--- Data shown Enclosed Below ---
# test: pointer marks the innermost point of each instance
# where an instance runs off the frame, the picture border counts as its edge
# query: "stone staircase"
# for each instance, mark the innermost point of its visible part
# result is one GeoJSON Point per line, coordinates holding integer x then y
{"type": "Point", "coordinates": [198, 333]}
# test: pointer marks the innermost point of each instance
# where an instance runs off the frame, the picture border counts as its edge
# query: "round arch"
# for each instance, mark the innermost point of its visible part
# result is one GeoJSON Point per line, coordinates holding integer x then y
--- End of Enclosed Data shown ---
--- Data shown Enclosed Below ---
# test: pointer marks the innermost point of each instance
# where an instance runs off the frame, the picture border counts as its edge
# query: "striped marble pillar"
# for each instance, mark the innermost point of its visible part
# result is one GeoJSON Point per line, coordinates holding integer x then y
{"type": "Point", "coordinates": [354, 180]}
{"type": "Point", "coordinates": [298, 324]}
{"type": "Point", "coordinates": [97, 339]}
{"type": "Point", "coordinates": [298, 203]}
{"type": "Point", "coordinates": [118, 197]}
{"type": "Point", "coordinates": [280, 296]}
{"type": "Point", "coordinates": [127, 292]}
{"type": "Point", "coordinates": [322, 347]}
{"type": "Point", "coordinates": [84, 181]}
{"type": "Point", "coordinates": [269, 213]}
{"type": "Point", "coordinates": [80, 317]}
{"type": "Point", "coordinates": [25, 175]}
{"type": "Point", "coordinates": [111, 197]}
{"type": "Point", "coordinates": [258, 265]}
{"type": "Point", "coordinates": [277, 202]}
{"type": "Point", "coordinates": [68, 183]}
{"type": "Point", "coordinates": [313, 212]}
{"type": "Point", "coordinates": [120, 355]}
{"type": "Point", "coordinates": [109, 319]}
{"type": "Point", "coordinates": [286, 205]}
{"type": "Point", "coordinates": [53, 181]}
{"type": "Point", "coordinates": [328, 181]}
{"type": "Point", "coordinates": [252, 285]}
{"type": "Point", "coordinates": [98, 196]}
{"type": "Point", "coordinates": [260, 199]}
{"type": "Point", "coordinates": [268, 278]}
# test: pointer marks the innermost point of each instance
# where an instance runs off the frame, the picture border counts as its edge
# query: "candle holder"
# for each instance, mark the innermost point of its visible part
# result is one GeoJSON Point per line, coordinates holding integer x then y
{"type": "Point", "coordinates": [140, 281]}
--- End of Enclosed Data shown ---
Work to complete:
Whenever the string "query" turns up in a line above, copy that line out.

Task response:
# query: "stone staircase"
# query: "round arch"
# query: "striped marble pillar"
# query: "candle holder"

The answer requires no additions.